What needs to be done: Copy the listing below line for line, leaving every character unchanged.

Annotation dataset entries:
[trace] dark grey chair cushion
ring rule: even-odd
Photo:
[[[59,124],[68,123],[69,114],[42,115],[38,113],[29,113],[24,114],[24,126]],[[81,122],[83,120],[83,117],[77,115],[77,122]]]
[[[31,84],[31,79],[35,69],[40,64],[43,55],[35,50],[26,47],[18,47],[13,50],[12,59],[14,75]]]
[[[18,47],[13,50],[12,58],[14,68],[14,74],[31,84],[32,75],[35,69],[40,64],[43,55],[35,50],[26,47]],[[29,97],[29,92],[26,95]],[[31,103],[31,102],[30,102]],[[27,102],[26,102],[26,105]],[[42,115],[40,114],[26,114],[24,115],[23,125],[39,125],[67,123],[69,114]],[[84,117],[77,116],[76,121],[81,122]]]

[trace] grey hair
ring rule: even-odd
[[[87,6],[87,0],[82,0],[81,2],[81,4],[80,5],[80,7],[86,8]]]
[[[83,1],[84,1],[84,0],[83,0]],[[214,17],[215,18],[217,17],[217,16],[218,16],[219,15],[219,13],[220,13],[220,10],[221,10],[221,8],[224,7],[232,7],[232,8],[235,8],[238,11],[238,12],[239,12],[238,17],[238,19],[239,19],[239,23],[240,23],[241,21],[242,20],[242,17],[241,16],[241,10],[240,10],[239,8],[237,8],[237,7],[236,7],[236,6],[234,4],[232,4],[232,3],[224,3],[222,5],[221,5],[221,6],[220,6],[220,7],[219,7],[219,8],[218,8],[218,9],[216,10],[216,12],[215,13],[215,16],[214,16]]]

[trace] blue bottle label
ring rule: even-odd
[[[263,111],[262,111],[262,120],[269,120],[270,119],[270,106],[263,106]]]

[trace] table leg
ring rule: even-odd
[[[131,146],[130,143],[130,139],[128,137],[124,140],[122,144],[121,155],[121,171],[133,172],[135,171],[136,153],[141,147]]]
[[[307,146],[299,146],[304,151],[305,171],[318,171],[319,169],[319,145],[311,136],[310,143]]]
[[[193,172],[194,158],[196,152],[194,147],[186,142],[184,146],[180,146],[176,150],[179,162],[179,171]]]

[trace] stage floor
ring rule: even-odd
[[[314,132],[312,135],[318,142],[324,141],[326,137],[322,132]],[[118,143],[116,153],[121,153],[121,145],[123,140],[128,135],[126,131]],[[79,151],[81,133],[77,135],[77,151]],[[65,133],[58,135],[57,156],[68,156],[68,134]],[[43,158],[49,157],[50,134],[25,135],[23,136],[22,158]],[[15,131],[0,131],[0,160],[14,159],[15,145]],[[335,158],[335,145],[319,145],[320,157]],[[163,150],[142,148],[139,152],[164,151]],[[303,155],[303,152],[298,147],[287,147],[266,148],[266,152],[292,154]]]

Answer to the exercise:
[trace] dark grey chair cushion
ring rule: even-odd
Photo:
[[[59,124],[68,123],[69,114],[42,115],[38,113],[29,113],[24,114],[24,126]],[[81,122],[83,120],[83,117],[77,115],[77,122]]]
[[[31,84],[31,79],[35,69],[40,64],[43,55],[35,50],[26,47],[18,47],[13,50],[12,59],[14,75]]]
[[[18,47],[13,50],[12,58],[14,68],[14,74],[31,84],[32,75],[35,69],[40,64],[43,55],[35,50],[26,47]],[[29,97],[29,92],[26,95]],[[31,103],[31,102],[30,102]],[[27,102],[26,102],[26,105]],[[42,115],[40,114],[26,114],[24,115],[23,125],[39,125],[67,123],[69,114]],[[84,117],[77,116],[76,121],[81,122]]]

[trace] grey hair
ring rule: even-odd
[[[87,6],[87,0],[82,0],[81,2],[81,4],[80,5],[80,7],[86,8]]]
[[[83,1],[84,1],[84,0],[83,0]],[[214,17],[215,18],[217,17],[217,16],[218,16],[219,15],[219,13],[220,13],[220,10],[221,10],[221,8],[224,7],[232,7],[232,8],[235,8],[238,11],[238,12],[239,12],[238,17],[238,19],[239,19],[239,23],[240,23],[241,21],[242,20],[242,17],[241,16],[241,10],[240,10],[239,8],[237,8],[237,7],[236,7],[236,6],[234,4],[232,4],[232,3],[224,3],[222,5],[221,5],[221,6],[220,6],[220,7],[219,7],[219,8],[218,8],[218,9],[216,10],[216,12],[215,13],[215,16],[214,16]]]

[trace] blue bottle label
ring rule: even-odd
[[[263,111],[262,111],[262,120],[269,120],[270,119],[270,106],[263,106]]]

[trace] table leg
ring rule: even-odd
[[[131,146],[130,143],[130,139],[128,137],[124,140],[122,144],[121,155],[121,171],[133,172],[135,171],[136,153],[141,147]]]
[[[307,146],[299,146],[304,151],[305,171],[318,171],[319,169],[319,145],[311,136],[310,143]]]
[[[193,172],[194,158],[196,152],[194,147],[186,142],[184,146],[180,146],[176,150],[179,162],[179,171]]]

[trace] stage floor
ring rule: even-odd
[[[314,132],[312,135],[318,142],[324,141],[326,137],[322,132]],[[118,143],[116,153],[121,153],[121,145],[123,140],[128,135],[126,131]],[[79,151],[81,133],[77,135],[77,151]],[[65,133],[58,135],[57,156],[68,156],[68,134]],[[43,158],[49,157],[50,134],[25,135],[23,136],[22,158]],[[15,131],[0,131],[0,160],[14,159],[15,145]],[[335,158],[335,145],[319,145],[320,157]],[[163,150],[142,148],[139,152],[164,151]],[[303,155],[303,152],[298,147],[287,147],[266,148],[266,152],[292,154]]]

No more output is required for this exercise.